Required work: Return each entry unchanged.

Items from a dataset:
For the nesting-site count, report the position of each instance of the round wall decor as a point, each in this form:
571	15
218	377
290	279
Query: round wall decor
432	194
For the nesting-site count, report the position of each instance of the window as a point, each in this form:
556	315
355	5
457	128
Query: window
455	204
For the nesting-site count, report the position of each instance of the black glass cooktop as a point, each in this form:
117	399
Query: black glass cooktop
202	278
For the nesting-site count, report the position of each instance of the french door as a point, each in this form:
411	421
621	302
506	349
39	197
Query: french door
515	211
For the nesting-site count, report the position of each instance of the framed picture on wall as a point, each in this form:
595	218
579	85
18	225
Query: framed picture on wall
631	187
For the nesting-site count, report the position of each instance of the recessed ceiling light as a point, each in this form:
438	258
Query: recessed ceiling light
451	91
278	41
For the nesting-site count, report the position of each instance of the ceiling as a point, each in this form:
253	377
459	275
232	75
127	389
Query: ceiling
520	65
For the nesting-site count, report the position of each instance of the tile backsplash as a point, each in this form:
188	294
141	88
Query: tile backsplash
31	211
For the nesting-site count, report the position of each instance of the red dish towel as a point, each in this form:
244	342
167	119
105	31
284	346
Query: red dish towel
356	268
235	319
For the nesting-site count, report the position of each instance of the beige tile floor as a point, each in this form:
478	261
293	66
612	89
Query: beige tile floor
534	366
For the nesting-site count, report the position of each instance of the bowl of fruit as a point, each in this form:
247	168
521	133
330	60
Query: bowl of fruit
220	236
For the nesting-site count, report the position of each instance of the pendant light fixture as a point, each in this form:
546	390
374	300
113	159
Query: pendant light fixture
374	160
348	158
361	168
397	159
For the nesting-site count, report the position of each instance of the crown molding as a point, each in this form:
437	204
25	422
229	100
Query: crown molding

Final answer:
For the nesting-site count, report the position of each instance of the round wall decor as a point, each in this form:
571	15
218	377
290	279
Query: round wall decor
432	194
For the nesting-site count, report the position of each instance of the window as a point, each in this form:
556	315
355	5
457	128
Query: window
455	204
For the nesting-site count, report the position of each instance of the black glass cooktop as a point, each in this form:
117	399
Query: black glass cooktop
202	278
For the nesting-site count, report the position of each instance of the french door as a point, each in this form:
411	421
621	302
506	349
39	197
Query: french door
515	211
For the nesting-site count, report the position of each instance of the framed picture on wall as a point, each in this form:
595	218
579	85
18	225
Query: framed picture on wall
631	187
For the nesting-site count, report the position of each instance of the recessed ceiling light as a point, each in this form:
438	258
Query: recessed ceiling light
451	91
278	41
For the nesting-site count, report the position of each instance of the ceiling as a point, each in this form:
253	377
459	275
232	75
127	389
Query: ceiling
520	65
For the nesting-site count, report the position of each instance of the tile backsplash as a point, each in this form:
188	294
141	88
Query: tile backsplash
31	211
For the nesting-site count, report the position of each instance of the red dish towel as a point, each in this form:
244	342
167	119
105	31
284	346
Query: red dish towel
356	268
235	319
For the nesting-site count, report the position of each instance of the beige tile floor as a point, each in this form:
478	261
293	66
612	89
Query: beige tile floor
534	366
For the nesting-site count, report the position of each instance of the bowl of fruit as a point, each in this form:
247	168
521	133
330	60
Query: bowl of fruit
220	236
For the nesting-site count, report the position of each instance of the pendant light fixture as a point, each in this form:
546	390
374	300
113	159
Query: pendant light fixture
374	160
348	158
361	168
397	159
For the nesting-site count, report the position of each instance of the crown molding as a point, each in this form:
437	204
25	422
229	100
Query: crown molding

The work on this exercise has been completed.